**Exercise goal**: Please lay out every line of the entries below as a Markdown table with two columns, Row and Text, numbering the rows in order and leaving out blank lines.

**Information shown**:
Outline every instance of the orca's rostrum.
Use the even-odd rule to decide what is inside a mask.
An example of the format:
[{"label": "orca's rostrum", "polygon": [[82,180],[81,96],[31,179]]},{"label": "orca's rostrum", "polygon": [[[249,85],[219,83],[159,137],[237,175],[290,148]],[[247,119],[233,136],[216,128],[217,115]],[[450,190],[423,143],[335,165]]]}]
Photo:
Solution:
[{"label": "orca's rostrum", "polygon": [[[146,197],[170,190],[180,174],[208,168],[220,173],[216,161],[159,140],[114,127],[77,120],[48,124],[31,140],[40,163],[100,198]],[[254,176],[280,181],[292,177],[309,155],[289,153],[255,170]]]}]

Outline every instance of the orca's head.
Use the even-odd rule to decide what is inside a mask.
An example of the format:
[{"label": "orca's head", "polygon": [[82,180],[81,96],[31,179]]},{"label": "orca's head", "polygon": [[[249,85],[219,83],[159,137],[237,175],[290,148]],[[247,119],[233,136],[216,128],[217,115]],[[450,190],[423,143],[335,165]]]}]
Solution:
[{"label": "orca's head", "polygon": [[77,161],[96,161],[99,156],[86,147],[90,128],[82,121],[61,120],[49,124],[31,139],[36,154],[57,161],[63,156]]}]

**The output**:
| Row | Text |
|---|---|
| 1 | Outline every instance of the orca's rostrum. |
| 2 | Use the even-odd rule to decide what is inside a mask. |
| 3 | An example of the format: |
| 4 | [{"label": "orca's rostrum", "polygon": [[82,180],[81,96],[31,179]]},{"label": "orca's rostrum", "polygon": [[[249,85],[219,83],[159,137],[237,175],[290,148]],[[247,119],[233,136],[216,128],[217,115]],[[450,190],[423,143],[335,165]]]}] |
| 5 | Photo: |
| 6 | Solution: |
| 7 | [{"label": "orca's rostrum", "polygon": [[[146,197],[170,190],[180,174],[208,168],[220,173],[216,161],[159,140],[114,127],[77,120],[48,124],[31,140],[40,163],[100,198]],[[254,176],[280,181],[292,177],[309,155],[289,153],[255,170]]]}] |
| 8 | Outline every instance of the orca's head. |
| 9 | Use the even-odd rule to decide what is inside a mask. |
| 10 | An example of the format: |
| 11 | [{"label": "orca's head", "polygon": [[82,180],[81,96],[31,179]]},{"label": "orca's head", "polygon": [[[249,85],[219,83],[159,137],[237,175],[290,148]],[[247,119],[233,136],[216,128],[217,115]],[[450,190],[423,143],[335,165]]]}] |
| 12 | Solution: |
| 13 | [{"label": "orca's head", "polygon": [[77,161],[96,161],[99,156],[86,147],[90,128],[82,121],[61,120],[49,124],[31,139],[36,154],[57,161],[63,156]]}] |